* Consigne 1
D'après le texte fourni, que va-t-on faire des sur-blouses à usage unique ?
* Consigne 2
Dans le texte fourni, transformez en liste courte le paragraphe qui commence par « "Le problème de matériel ne s'arrange pas" », en gardant ses faits principaux.

* Texte fourni
Au micro d'Europe 1, père et fille ont raconté leur combat et leur colère. Un combat pour que les personnes décédées du Covid-19 ne tombent pas dans l'oubli, et une colère face au manque de matériel auquel font face les personnels soignants.

"Il va falloir que les choses bougent"

"Le problème de matériel ne s’arrange pas, voire il empire", dénonce Aude Petitpas. Si celle-ci n'est pas intégrée à un service Covid en raison de soucis de santé, le service classique dans lequel elle travaille fait lui aussi face à un manque de matériel flagrant. "On reçoit des patients non-Covid qui transitent par les urgences et peuvent aussi être contaminés", explique-t-elle. "Aujourd'hui, on accueille les patients avec des masques périmés", poursuit l'infirmière, manifestant sa crainte de voir les soignants répandre eux-mêmes la pandémie. "On travaille avec les moyens du bord, on vient d'apprendre que nos sur-blouses à usage unique allaient être relavées pour servir de nouveau", s'offusque-t-elle.

Face au manque criant de matériel et face à certains comportement allant à l'encontre des mesures de confinement, Aude Petitpas s'emporte : "je ressens de la colère vis-à-vis de ce peuple qui ne se rend pas compte de ce qui arrive", lance-t-elle. "Mais je pense que de plus en plus de gens vont être touchés par des décès, de proches, d'amis, on va tous être touchés et il va falloir que les choses bougent".

* Jeu de données
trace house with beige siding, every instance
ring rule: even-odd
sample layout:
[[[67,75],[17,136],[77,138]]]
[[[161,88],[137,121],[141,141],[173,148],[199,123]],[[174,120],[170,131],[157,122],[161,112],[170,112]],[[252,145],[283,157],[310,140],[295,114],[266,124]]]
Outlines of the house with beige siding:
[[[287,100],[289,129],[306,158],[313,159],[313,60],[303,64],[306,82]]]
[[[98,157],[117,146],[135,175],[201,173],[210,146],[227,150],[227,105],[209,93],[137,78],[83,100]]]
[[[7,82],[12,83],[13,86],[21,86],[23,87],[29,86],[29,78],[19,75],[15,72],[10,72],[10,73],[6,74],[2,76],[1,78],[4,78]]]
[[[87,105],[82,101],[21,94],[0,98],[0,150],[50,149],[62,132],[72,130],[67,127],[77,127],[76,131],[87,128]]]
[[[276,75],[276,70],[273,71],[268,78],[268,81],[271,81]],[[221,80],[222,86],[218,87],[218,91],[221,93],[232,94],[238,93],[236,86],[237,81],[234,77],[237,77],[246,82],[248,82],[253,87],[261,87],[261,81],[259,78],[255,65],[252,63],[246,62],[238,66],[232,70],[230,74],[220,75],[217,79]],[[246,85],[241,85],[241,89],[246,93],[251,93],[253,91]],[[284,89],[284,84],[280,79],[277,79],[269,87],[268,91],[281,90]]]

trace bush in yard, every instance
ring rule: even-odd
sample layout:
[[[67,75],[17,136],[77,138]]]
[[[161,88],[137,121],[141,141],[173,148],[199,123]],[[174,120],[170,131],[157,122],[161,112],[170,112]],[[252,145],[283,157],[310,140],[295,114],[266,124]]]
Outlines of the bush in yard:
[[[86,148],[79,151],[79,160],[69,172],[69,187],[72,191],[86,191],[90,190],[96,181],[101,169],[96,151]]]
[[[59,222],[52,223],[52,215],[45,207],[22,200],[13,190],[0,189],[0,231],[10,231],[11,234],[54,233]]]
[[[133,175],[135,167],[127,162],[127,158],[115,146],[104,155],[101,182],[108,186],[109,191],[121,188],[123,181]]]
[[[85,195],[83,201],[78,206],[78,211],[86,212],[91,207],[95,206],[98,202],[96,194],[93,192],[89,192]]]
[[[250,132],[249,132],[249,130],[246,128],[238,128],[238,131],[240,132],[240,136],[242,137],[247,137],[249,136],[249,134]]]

* Réponse rédigée 1
Elles vont être relavées pour servir de nouveau.

* Réponse rédigée 2
- Selon Aude Petitpas, le manque de matériel ne s'arrange pas, et il empire même.
- À cause de soucis de santé, elle ne travaille pas dans un service Covid, mais son service classique manque lui aussi nettement de matériel.
- Ce service reçoit des patients non-Covid passés par les urgences, qui peuvent eux aussi être contaminés.
- Les patients sont accueillis avec des masques périmés, et l'infirmière craint que les soignants répandent eux-mêmes la pandémie.
- Les sur-blouses à usage unique vont être relavées pour resservir.